To be done — Retype exactly the lines that run from the line with "Can you locate the white" to the final line of the entries, keeping both ends and nothing else.
━━━ Task inputs ━━━
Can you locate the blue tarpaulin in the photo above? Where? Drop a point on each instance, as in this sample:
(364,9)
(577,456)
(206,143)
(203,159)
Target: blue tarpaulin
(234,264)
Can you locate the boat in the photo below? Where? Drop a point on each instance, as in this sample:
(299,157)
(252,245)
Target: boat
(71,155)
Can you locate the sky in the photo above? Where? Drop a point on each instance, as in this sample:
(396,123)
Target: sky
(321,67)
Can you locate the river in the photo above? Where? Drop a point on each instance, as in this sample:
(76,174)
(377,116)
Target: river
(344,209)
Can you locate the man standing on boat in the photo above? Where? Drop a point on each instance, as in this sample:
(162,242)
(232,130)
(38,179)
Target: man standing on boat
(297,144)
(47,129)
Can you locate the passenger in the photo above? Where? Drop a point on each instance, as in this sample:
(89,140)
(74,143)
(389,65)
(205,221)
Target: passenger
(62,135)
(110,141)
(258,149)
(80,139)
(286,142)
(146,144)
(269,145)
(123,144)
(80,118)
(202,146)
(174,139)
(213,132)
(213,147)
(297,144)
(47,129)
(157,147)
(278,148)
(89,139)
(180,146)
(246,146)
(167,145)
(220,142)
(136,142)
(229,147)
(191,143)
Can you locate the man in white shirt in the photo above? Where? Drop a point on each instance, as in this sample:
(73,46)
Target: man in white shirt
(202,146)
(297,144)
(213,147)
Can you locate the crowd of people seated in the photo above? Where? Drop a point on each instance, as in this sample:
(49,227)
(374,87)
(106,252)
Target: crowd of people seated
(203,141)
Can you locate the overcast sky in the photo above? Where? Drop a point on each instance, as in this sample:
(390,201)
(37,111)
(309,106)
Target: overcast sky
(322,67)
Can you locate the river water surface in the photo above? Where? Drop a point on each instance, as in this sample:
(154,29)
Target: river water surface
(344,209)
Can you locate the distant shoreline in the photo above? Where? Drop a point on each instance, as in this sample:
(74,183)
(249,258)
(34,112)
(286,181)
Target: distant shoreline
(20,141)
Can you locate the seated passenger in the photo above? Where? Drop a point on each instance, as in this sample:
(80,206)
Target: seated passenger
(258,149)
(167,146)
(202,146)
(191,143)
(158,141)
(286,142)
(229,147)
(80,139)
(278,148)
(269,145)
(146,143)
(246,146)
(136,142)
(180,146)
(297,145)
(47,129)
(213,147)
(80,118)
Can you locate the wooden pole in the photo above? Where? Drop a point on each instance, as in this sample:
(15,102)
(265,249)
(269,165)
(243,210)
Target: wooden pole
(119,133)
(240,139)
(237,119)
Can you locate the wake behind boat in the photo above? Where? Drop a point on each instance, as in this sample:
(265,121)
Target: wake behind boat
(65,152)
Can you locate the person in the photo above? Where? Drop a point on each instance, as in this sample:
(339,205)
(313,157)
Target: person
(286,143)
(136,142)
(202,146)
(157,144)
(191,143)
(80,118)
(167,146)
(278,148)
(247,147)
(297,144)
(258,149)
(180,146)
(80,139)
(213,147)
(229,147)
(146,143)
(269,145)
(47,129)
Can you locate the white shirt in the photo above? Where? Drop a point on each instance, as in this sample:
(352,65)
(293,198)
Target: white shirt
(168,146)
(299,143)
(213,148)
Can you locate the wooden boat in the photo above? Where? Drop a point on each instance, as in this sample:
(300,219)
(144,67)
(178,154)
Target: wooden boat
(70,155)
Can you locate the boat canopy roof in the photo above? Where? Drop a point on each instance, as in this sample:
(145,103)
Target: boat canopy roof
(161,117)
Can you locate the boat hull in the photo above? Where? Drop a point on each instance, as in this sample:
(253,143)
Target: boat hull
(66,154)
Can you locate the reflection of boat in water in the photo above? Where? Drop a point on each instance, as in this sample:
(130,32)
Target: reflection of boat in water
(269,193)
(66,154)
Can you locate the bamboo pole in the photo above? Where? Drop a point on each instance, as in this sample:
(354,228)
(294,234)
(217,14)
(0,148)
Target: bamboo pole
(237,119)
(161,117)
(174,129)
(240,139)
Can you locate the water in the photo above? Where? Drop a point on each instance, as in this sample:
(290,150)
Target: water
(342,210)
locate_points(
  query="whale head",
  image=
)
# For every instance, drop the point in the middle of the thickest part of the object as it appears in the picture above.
━━━
Solution for this exercise —
Can you locate the white shirt in the photo above? Where? Drop a point on each instance, as in this sample:
(352,65)
(293,198)
Target: white shirt
(168,146)
(299,143)
(213,148)
Can you locate the wooden boat in the photo above? Where? Drop a point on each instance, as in this sample:
(300,219)
(144,67)
(178,154)
Target: wooden boat
(70,155)
Can you locate the boat canopy roof in the photo above? Where? Drop a point on each instance, as in this sample:
(145,103)
Target: boat canopy roof
(161,117)
Can you locate the boat hull in the photo above? Where? Drop a point on each instance, as in this sample:
(253,143)
Target: boat hull
(66,154)
Can you locate the reflection of boat in water in the photo above? Where? Drop a point on each instance, as in this sample:
(130,32)
Target: reflection of boat in water
(269,193)
(66,154)
Can you locate the bamboo pole in the photo above? Where? Drop a point on each instance, as in this sample:
(354,228)
(294,234)
(217,14)
(0,148)
Target: bamboo pole
(237,119)
(161,117)
(174,129)
(240,139)
Can you locate the water in the photo above? Where? Drop a point on each instance, as in this sample:
(290,150)
Target: water
(342,210)
locate_points(
  query="whale head",
  image=
)
# For every instance, drop the point in the middle of the thickest part of the object as it appears in the picture above.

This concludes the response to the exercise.